Reduced insurance costs and other savings
In response to rising medical insurance costs in the U.S., several organizations have forged alternative strategies. Many doctor-owned insurers provide discounts on premiums if doctors and hospitals participate in approved patient safety workshops or programs, which are often strongly based in medical simulation.(4)

Dr. John Schaefer a pre-eminent authority on medical simulation, served as director of the Peter M. Winter Institute for Simulation, Education and Research at the University of Pennsylvania. “At Pittsburgh, the health care system was self-insured, so they required the simulation training,” Schaefer explains. “They didn’t wait, and they were the ones paying for it. The malpractice industry is looking for solutions. This training makes doctors more insurable and cheaper to insure.”(5)

Patient safety and better quality of care
Related to reducing insurance costs, medical and surgical simulation can provide an objective measure of competency for granting hospital privileges. Further, practicing on a simulator can expose a surgeon to a very broad range of cases whenever convenient. Even rare complications can be practiced repeatedly, helping to keep skills fresh and increase the probability of successful outcomes. These training effects may result in fewer complications and cancellations, which helps reduce costs - even costs as large as a multimillion dollar malpractice suit.

Dr. Rogers of Brigham & Women’s agrees. “The endovascular simulator has incredible potential. Financial and clinical cost savings will be realized through prevention of complications or more rapid recognition and treatment. From a physician’s point of view, by training to prevent complications in the first place, you’re greatly enhancing the safety of procedures.”

There’s one more way in which medical and surgical simulators may help patient safety. Writing in Health Management Technology, Dr. Carl A. Patow states, “Learning procedures using advanced medical simulators is a step forward, but medical errors often result from ineffective processes and poor communication. After training in simulation centers, teams can stop to reflect on their performance in detailed debriefing sessions. Reviewing video to discuss and learn from what transpired during a training exercise is an essential element of the learning process. That kind of in-depth review often is not possible in real, fast-paced clinical settings. Developing the capacity to work closely with others in proficiently functioning care teams could be the most important contribution of simulation to medical education and patient safety.”(6)

References

(1) Durenberger, D. and S. B. Foote. Medical Technology Meets Managed Competition. Journal of American Health Policy. May/June 1993: 23.
(2) Frost & Sullivan. 2004. Return on Investment Study for Medical Simulation Training. Performed in conjunction with the American Hospital Association HRET.
(3) Immersion Medical. 2004. Endovascular Simulator Enhances Patient Safety and Physician Training.
(4) Physician Insurers Association of America.2007. Provider-Directed Insurers Ahead of the Curve. www.piaa.us
(5) South Carolina Business. 2007. Stunt Doubles: MUSC/Dr. John Schaefer, MD, June 2007.
(6) Patow, Carl A. 2005. Medical Simulation Makes Medical Education Better and Safer. Health Management Technology. Nelson Publishing, Nokomis, Florida: December 2005.

Items excerpted from a collection:

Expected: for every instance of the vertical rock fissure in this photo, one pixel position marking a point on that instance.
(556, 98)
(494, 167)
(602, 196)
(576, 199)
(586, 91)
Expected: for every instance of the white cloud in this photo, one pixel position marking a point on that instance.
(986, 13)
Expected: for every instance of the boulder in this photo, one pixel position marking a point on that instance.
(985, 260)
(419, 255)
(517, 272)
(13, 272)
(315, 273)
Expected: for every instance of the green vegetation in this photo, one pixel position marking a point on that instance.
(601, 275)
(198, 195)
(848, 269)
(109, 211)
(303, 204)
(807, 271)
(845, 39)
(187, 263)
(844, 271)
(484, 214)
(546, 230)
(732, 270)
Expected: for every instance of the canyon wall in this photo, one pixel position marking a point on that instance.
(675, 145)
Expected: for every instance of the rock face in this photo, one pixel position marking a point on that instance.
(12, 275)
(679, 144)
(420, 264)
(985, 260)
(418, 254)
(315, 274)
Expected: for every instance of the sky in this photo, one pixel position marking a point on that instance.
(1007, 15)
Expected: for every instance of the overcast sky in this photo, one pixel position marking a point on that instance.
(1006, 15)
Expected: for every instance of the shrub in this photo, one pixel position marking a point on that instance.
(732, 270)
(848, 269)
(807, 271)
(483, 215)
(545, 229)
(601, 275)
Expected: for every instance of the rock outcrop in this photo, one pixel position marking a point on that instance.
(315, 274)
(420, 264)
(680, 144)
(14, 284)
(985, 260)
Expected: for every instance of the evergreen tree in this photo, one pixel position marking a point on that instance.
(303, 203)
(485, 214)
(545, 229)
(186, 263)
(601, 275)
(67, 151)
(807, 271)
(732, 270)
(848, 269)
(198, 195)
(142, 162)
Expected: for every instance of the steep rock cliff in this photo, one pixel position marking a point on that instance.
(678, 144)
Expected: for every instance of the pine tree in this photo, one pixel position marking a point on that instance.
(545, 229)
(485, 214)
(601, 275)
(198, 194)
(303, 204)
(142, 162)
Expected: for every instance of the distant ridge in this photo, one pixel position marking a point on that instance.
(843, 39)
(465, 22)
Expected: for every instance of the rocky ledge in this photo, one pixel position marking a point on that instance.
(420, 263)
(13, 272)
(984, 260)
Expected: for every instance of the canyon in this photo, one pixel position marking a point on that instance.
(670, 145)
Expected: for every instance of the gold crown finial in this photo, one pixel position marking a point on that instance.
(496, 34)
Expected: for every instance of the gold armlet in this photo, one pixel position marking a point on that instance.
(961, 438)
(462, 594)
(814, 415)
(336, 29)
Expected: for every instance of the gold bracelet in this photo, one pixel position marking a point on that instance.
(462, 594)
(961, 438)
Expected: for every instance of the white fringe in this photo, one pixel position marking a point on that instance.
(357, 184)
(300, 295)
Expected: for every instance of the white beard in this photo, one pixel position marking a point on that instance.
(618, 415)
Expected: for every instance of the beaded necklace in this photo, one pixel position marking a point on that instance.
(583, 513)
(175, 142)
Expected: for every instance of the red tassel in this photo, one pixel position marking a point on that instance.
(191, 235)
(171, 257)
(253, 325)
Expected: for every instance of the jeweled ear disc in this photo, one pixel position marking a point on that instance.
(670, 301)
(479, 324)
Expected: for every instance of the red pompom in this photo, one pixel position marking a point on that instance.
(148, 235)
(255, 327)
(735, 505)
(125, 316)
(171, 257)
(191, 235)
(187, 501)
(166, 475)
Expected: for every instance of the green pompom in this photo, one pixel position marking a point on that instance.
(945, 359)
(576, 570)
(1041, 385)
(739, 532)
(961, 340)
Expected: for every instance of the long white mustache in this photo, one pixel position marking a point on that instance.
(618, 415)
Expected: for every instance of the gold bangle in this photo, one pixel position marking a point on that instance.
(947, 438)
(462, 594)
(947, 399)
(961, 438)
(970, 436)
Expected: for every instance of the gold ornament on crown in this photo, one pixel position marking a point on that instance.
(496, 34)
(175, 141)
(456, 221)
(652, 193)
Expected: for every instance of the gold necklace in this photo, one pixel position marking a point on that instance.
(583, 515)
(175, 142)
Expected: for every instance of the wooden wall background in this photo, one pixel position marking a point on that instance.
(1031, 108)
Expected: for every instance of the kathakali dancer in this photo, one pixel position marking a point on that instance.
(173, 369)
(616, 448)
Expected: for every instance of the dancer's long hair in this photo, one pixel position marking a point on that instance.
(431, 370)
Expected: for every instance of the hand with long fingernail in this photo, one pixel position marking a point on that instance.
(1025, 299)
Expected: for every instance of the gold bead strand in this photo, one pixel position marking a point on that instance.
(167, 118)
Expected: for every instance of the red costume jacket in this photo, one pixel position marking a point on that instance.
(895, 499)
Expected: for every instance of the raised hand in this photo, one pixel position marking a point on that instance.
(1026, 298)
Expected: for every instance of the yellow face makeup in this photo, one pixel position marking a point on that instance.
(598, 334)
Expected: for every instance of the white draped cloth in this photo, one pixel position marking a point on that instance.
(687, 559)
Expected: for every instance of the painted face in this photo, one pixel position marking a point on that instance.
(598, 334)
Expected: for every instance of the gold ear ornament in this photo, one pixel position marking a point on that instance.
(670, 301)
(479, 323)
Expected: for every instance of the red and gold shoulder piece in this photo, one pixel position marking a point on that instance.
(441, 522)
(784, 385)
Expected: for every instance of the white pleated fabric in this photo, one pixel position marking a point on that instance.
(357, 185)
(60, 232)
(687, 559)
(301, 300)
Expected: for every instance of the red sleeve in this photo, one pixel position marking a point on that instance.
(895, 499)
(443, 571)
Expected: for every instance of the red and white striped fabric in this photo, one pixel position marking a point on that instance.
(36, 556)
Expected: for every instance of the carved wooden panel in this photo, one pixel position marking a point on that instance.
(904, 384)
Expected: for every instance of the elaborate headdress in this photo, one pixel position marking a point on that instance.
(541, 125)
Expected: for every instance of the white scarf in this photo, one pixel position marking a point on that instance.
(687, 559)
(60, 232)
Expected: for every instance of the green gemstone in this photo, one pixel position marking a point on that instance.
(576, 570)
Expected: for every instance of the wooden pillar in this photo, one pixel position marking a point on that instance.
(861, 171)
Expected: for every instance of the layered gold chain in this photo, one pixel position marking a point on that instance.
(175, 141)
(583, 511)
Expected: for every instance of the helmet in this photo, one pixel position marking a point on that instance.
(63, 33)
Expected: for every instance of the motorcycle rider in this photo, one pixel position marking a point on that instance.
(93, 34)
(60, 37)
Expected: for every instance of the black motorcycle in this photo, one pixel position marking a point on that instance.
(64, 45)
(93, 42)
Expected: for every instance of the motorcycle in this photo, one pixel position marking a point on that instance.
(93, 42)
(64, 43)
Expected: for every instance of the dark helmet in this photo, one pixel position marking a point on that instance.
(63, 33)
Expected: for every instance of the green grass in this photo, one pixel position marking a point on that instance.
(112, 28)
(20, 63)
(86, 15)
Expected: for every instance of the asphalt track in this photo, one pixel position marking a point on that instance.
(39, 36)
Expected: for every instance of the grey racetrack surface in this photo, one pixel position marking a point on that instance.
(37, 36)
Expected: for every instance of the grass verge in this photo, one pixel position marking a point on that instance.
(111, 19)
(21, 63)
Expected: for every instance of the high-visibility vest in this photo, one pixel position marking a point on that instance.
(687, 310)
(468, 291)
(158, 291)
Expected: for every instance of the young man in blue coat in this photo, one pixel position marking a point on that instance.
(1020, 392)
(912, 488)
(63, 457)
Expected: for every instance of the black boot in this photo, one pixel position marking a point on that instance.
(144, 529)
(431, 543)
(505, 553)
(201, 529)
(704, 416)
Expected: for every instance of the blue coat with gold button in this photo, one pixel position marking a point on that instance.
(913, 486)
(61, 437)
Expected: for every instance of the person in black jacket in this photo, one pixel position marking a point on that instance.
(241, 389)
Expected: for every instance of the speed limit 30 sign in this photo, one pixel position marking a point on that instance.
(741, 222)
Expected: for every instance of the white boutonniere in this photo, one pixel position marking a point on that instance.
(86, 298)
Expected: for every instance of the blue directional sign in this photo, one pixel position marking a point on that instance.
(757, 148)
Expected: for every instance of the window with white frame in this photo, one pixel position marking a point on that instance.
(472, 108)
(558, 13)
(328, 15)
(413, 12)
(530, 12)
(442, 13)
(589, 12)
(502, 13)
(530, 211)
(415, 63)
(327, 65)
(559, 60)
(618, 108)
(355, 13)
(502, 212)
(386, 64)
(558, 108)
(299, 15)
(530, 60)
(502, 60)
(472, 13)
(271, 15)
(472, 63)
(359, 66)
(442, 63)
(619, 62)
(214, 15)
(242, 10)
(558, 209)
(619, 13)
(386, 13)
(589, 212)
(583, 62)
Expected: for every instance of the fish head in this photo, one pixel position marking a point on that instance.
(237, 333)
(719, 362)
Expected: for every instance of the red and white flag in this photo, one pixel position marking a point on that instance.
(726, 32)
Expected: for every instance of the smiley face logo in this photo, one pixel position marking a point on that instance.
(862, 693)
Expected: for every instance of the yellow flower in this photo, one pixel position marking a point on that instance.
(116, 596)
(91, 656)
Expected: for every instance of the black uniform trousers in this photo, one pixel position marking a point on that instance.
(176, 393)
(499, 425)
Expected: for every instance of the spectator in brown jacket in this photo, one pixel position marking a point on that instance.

__REQUIREMENT__: In the text about medical simulation, what do many doctor-owned insurers offer when doctors and hospitals take part in approved patient safety workshops or programs? Rely only on the text about medical simulation.

__RESPONSE TO THE EXERCISE__: They offer discounts on premiums.